Exercise requirements:
Set down, without alteration, the lines from the one that contains "Find every instance of the doorway" through the final line of the material below.

>>>>>

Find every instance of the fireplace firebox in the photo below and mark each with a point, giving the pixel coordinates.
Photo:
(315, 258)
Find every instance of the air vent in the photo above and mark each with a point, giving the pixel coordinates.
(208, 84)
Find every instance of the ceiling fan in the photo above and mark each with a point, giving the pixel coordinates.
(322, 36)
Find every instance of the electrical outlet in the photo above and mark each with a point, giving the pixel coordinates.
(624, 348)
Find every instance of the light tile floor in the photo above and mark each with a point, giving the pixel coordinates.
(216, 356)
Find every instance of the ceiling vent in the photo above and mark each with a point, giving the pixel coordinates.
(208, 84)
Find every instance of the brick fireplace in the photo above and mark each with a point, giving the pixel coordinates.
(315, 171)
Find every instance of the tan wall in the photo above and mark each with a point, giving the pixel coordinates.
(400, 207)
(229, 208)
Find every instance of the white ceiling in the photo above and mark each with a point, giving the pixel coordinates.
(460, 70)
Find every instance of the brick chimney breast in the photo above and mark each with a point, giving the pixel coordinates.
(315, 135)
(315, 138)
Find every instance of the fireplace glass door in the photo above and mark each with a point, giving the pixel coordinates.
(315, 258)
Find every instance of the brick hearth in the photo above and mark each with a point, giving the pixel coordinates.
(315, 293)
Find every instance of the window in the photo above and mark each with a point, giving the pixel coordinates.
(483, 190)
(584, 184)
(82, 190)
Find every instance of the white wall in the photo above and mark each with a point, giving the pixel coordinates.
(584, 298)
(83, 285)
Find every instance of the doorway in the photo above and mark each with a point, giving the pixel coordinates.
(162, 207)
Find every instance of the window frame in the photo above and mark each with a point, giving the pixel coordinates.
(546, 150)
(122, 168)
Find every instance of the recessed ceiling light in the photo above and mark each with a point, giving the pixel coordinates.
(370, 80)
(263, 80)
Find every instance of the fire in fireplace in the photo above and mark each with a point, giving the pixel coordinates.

<<<<<

Your response:
Find every instance of the doorway in the photo above and mark each with a point, giving the pixel coordinates.
(162, 207)
Find every instance of the window frame in the photo above and mark each with a point, giving the pixel coordinates.
(546, 150)
(122, 168)
Find every instance of the recessed ceiling light in the photo above and mark each with a point, giving the pixel coordinates.
(370, 80)
(263, 80)
Find every instance of the fire in fireplace in the photo above and mark each with a point, giving the pixel coordinates.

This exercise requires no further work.